"""

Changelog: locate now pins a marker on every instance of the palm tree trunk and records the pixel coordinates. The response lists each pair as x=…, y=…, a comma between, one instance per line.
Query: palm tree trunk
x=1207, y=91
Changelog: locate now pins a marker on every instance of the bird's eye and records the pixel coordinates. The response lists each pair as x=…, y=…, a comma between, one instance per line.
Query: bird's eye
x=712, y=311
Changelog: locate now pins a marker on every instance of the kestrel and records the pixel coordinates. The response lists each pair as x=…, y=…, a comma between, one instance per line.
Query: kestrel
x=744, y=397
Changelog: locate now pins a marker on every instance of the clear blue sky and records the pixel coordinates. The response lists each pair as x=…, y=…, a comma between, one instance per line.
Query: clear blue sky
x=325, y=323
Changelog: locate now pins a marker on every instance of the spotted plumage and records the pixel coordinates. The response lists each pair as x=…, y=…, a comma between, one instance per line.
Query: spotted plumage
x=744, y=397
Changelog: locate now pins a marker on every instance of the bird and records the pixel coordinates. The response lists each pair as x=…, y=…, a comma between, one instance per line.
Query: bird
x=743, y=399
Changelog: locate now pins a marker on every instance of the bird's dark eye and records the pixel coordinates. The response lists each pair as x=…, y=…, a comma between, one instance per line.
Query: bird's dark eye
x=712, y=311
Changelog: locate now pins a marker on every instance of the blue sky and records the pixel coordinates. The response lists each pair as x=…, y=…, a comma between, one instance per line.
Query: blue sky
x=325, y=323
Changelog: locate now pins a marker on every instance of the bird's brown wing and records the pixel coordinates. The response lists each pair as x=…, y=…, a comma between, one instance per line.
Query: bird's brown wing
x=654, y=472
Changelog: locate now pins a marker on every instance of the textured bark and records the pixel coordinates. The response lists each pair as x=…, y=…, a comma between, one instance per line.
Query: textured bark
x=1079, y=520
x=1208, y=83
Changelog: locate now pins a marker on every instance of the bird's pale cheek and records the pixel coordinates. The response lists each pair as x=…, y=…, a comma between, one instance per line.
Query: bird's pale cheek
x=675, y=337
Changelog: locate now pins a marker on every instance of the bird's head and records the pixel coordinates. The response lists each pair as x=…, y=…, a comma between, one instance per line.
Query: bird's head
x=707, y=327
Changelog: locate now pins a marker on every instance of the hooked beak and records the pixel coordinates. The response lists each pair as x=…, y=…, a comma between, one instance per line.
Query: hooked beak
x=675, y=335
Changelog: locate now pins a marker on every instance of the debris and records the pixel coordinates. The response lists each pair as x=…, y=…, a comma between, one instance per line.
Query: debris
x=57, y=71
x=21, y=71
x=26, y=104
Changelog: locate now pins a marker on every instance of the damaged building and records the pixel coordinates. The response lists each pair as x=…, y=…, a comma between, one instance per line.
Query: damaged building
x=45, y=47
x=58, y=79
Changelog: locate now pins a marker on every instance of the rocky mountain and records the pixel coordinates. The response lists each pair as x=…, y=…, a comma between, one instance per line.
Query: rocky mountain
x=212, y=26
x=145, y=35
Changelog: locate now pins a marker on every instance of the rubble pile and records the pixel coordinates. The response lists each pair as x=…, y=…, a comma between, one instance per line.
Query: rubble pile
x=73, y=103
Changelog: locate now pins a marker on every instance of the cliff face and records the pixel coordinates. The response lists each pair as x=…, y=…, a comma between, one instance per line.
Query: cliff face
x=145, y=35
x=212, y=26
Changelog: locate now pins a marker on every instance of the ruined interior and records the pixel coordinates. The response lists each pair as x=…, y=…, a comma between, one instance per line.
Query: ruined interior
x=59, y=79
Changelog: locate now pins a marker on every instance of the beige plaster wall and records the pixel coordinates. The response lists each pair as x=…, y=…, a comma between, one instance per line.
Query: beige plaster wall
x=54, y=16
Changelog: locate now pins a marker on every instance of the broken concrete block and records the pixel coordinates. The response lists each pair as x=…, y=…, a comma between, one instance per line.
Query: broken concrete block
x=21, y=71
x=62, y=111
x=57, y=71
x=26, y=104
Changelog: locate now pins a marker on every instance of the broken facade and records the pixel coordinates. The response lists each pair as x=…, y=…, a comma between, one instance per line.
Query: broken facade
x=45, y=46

"""

Problem >> Output as a JSON list of strings the entries from the line containing "the bird and" up to and including the line containing "x=743, y=399", with one string per line and blank lines omitted.

Response for this exercise >>
[
  "Changelog: locate now pins a marker on every instance of the bird and records the pixel coordinates. The response lists each pair as x=…, y=…, a comma between, one instance per line.",
  "Query: bird",
  "x=743, y=399"
]